### DIRECTION
Output every line of the records below as a Markdown table with the columns "Row" and "Record line", numbering the rows in order and omitting blank lines.

## Begin ENTRIES SUPPLIED

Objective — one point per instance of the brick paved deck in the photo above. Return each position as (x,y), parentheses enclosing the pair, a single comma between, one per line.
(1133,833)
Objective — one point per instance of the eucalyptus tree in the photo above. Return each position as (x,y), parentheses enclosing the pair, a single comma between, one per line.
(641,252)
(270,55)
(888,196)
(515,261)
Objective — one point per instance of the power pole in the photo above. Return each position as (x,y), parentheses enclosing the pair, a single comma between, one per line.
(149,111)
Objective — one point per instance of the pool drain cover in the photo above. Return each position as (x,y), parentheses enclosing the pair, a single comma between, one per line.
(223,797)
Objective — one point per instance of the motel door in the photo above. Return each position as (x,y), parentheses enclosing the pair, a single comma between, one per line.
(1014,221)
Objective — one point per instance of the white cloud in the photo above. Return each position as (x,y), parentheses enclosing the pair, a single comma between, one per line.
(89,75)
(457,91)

## End ENTRIES SUPPLIED

### WORKED SOLUTION
| Row | Record line |
|---|---|
| 1 | Objective — one point per instance of the brick paved deck in the photo above. Return each position as (x,y), parentheses enclosing the pair, a single comma between, one per line. |
| 2 | (1133,833) |
| 3 | Objective — one point per instance of the eucalyptus tree in the photo above. Return each position as (x,y), parentheses enclosing the pair, a single comma between, one per line. |
| 4 | (641,252) |
| 5 | (270,55) |
| 6 | (888,196) |
| 7 | (515,261) |
| 8 | Objective — one point per instance of the power pole in the photo above. Return each position as (x,y), parentheses enclosing the pair, a single comma between, one per line. |
| 9 | (149,111) |
| 10 | Objective — one point per instance of the pool drain cover in the photo above. Return each position as (x,y), parentheses enclosing the pair, a single comma between, one per line. |
| 11 | (223,797) |
| 12 | Objective — one point per instance of the motel door in the photo above. Return each position as (x,y), parentheses enclosing the pair, a single comma between, one per line. |
| 13 | (1014,221) |
| 14 | Objective — one point per instance of the white cloud in the photo above. Return each position as (x,y), parentheses enclosing the pair, a single comma between, one per line. |
| 15 | (89,75) |
| 16 | (457,91) |